* Task prompt:
The expected output is the complete listing, unchanged.

--- START ---

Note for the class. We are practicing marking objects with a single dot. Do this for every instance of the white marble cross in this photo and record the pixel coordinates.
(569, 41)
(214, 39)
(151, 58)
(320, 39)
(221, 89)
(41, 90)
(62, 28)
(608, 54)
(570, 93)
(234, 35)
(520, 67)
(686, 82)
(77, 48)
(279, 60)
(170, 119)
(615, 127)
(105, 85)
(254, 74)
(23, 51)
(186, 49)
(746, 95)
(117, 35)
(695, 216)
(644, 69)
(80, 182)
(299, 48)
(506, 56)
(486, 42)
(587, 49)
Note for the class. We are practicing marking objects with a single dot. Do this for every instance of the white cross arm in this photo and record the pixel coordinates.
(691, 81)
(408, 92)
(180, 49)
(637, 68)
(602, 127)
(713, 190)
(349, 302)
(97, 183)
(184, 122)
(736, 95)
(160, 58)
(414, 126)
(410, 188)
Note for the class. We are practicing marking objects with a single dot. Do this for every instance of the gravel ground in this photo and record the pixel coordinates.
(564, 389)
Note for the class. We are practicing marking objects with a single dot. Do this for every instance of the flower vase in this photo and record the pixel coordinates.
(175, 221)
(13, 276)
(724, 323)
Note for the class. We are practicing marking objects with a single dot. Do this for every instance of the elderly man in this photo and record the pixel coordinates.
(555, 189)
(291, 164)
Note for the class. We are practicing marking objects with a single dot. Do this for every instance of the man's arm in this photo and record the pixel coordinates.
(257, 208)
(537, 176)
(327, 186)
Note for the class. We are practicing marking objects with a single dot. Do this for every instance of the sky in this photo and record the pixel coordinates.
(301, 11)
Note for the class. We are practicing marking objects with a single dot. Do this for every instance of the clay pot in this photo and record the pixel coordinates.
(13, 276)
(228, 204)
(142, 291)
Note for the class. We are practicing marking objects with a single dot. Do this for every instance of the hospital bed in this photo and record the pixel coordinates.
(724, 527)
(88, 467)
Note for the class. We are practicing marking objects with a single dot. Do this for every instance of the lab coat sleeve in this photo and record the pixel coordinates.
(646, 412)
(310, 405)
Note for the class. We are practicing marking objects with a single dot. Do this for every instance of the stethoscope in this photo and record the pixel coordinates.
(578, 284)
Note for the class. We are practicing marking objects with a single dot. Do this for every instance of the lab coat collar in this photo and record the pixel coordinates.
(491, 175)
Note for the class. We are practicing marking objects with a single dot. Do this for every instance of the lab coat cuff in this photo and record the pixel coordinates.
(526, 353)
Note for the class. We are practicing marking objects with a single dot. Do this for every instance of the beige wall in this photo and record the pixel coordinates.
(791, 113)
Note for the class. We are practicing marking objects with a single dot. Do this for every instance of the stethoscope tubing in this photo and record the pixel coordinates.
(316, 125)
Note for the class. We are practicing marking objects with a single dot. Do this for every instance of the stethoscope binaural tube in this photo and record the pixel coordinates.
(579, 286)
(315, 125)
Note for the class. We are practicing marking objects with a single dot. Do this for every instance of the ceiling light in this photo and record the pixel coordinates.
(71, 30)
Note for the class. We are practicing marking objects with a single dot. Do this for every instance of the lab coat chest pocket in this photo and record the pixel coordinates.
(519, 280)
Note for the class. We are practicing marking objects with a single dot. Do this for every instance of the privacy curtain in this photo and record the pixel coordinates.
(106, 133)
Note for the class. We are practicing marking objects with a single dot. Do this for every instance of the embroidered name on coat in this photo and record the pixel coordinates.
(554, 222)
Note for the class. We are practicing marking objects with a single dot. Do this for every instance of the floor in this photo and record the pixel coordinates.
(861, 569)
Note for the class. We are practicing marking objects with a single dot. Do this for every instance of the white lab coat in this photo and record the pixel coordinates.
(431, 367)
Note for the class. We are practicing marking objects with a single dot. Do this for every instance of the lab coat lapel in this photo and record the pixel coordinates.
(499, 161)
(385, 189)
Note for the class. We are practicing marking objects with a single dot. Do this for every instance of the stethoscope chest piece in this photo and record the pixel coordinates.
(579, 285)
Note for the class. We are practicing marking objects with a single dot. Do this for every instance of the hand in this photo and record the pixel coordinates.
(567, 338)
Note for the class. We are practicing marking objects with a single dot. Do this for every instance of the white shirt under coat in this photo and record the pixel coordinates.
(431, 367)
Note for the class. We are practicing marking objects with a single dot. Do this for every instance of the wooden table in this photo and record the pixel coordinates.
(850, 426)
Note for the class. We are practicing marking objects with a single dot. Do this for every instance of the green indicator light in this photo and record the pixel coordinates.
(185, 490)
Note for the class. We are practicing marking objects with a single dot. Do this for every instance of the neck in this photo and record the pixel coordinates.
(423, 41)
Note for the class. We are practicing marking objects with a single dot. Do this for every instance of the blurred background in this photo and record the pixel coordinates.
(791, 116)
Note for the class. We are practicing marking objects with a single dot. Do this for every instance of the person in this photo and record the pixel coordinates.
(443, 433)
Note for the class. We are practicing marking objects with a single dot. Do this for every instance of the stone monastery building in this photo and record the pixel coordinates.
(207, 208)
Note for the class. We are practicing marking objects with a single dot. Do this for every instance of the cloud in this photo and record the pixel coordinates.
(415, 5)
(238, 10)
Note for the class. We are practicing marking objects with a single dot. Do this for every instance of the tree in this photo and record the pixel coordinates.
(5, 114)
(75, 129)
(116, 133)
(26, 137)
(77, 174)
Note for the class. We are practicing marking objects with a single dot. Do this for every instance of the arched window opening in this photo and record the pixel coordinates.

--- END ---

* Task response:
Note for the class. We are practicing marking objects with a single dot. Do this for every instance of the white marble cross in this photo and record the pixel coordinates.
(569, 41)
(214, 39)
(151, 58)
(320, 39)
(221, 89)
(41, 90)
(62, 28)
(608, 54)
(570, 93)
(234, 35)
(520, 67)
(686, 82)
(77, 48)
(279, 60)
(170, 119)
(615, 127)
(105, 85)
(254, 74)
(23, 51)
(186, 49)
(746, 95)
(117, 35)
(695, 216)
(644, 69)
(80, 182)
(299, 48)
(506, 56)
(486, 42)
(587, 49)
Note for the class. We are practicing marking objects with a single dot. Do this for every instance of the white cross arm in this photo and record the pixel coordinates.
(691, 81)
(408, 92)
(180, 49)
(637, 68)
(602, 127)
(713, 190)
(349, 302)
(97, 183)
(184, 122)
(736, 95)
(160, 58)
(414, 126)
(410, 188)
Note for the class. We are practicing marking objects with a single dot. Do this for every instance of the gravel ground in this photo and record the pixel coordinates.
(564, 389)
Note for the class. We are practicing marking objects with a single dot. Do this for every instance of the flower vase in this photo and record the pixel coordinates.
(175, 221)
(13, 276)
(724, 323)
Note for the class. We are practicing marking objects with a single dot. Do this for every instance of the elderly man in this photo and record the pixel coordinates.
(555, 189)
(291, 164)
Note for the class. We are practicing marking objects with a single dot. Do this for every instance of the man's arm in this photo and record the pixel coordinates.
(257, 208)
(537, 176)
(327, 186)
Note for the class. We are practicing marking objects with a single dot. Do this for every instance of the sky in this photo and record the pixel coordinates.
(301, 11)
Note for the class. We are practicing marking objects with a single dot. Do this for every instance of the clay pot in this photo and record the pixel coordinates.
(13, 276)
(228, 204)
(142, 291)
Note for the class. We are practicing marking objects with a single dot. Do this for every instance of the hospital bed in this photo and record the pixel coordinates.
(724, 527)
(88, 467)
Note for the class. We are practicing marking objects with a single dot. Do this for every instance of the lab coat sleeve in this photo and record the pixel coordinates.
(646, 412)
(310, 405)
Note for the class. We are practicing marking objects with a single dot. Do this for every instance of the stethoscope in this photo and record the pixel coordinates.
(578, 284)
Note for the class. We are practicing marking objects with a single dot. Do this for every instance of the lab coat collar in this photo and record the pixel coordinates.
(491, 175)
Note for the class. We are practicing marking objects with a single dot. Do this for every instance of the lab coat cuff in this photo and record the pixel coordinates.
(526, 353)
Note for the class. We are practicing marking objects with a single dot. Do this for every instance of the beige wall in this photo and record the pixel coordinates.
(791, 113)
Note for the class. We are practicing marking objects with a single dot. Do this for every instance of the stethoscope tubing in this photo and record the pixel coordinates.
(316, 125)
Note for the class. We are practicing marking objects with a single dot. Do this for every instance of the stethoscope binaural tube in this photo and record the pixel coordinates.
(579, 286)
(315, 125)
Note for the class. We are practicing marking objects with a single dot. Do this for every instance of the ceiling light in this photo and record the pixel coordinates.
(71, 30)
Note for the class. We are practicing marking objects with a single dot. Do this for every instance of the lab coat chest pocket in this photo and record the pixel coordinates.
(519, 280)
Note for the class. We are practicing marking objects with a single dot. Do this for every instance of the privacy curtain in this photo and record the pixel coordinates.
(106, 133)
Note for the class. We are practicing marking objects with a single dot. Do this for every instance of the embroidered name on coat in this photo and record the pixel coordinates.
(554, 222)
Note for the class. We are practicing marking objects with a single dot. Do this for every instance of the floor in this photo and record the pixel coordinates.
(861, 569)
Note for the class. We are practicing marking objects with a single dot. Do this for every instance of the white lab coat in this photo and record the pixel coordinates.
(431, 367)
Note for the class. We are practicing marking objects with a single dot. Do this for every instance of the lab coat lapel in this photo and record the pixel coordinates.
(499, 161)
(385, 189)
Note for the class. We are practicing marking objects with a single dot. Do this for every instance of the stethoscope chest piece in this photo and record the pixel coordinates.
(579, 285)
Note for the class. We are practicing marking objects with a single dot. Do this for every instance of the hand in this photo and record the pixel coordinates.
(567, 338)
Note for the class. We are practicing marking objects with a single dot. Do this for every instance of the white shirt under coat in this photo and record the pixel coordinates.
(431, 367)
Note for the class. We are practicing marking objects with a single dot. Do this for every instance of the wooden table in this photo and record the pixel coordinates.
(850, 426)
Note for the class. We are practicing marking objects with a single dot. Do this for every instance of the green indicator light in this photo and record the pixel coordinates.
(185, 490)
Note for the class. We are practicing marking objects with a single dot. Do this for every instance of the neck in this photo and record the pixel coordinates.
(423, 41)
Note for the class. We are practicing marking objects with a single dot. Do this for every instance of the blurred background in this photo and record the pixel coordinates.
(791, 116)
Note for the class. We are practicing marking objects with a single dot. Do this for every instance of the person in this photo and record the pixel coordinates.
(443, 433)
Note for the class. We are practicing marking objects with a single dot. Do this for every instance of the stone monastery building in this photo and record the pixel coordinates.
(207, 208)
Note for the class. We are practicing marking objects with a single dot. Do this for every instance of the cloud in this photo and record the pixel coordinates.
(415, 5)
(238, 10)
Note for the class. We are practicing marking objects with a single dot. Do this for every instance of the tree in this photo and record the pixel coordinates.
(5, 114)
(75, 129)
(116, 133)
(26, 137)
(77, 174)
Note for the class. We are practicing marking objects with a single dot. Do this for every instance of the arched window opening in this photo and record the pixel coordinates.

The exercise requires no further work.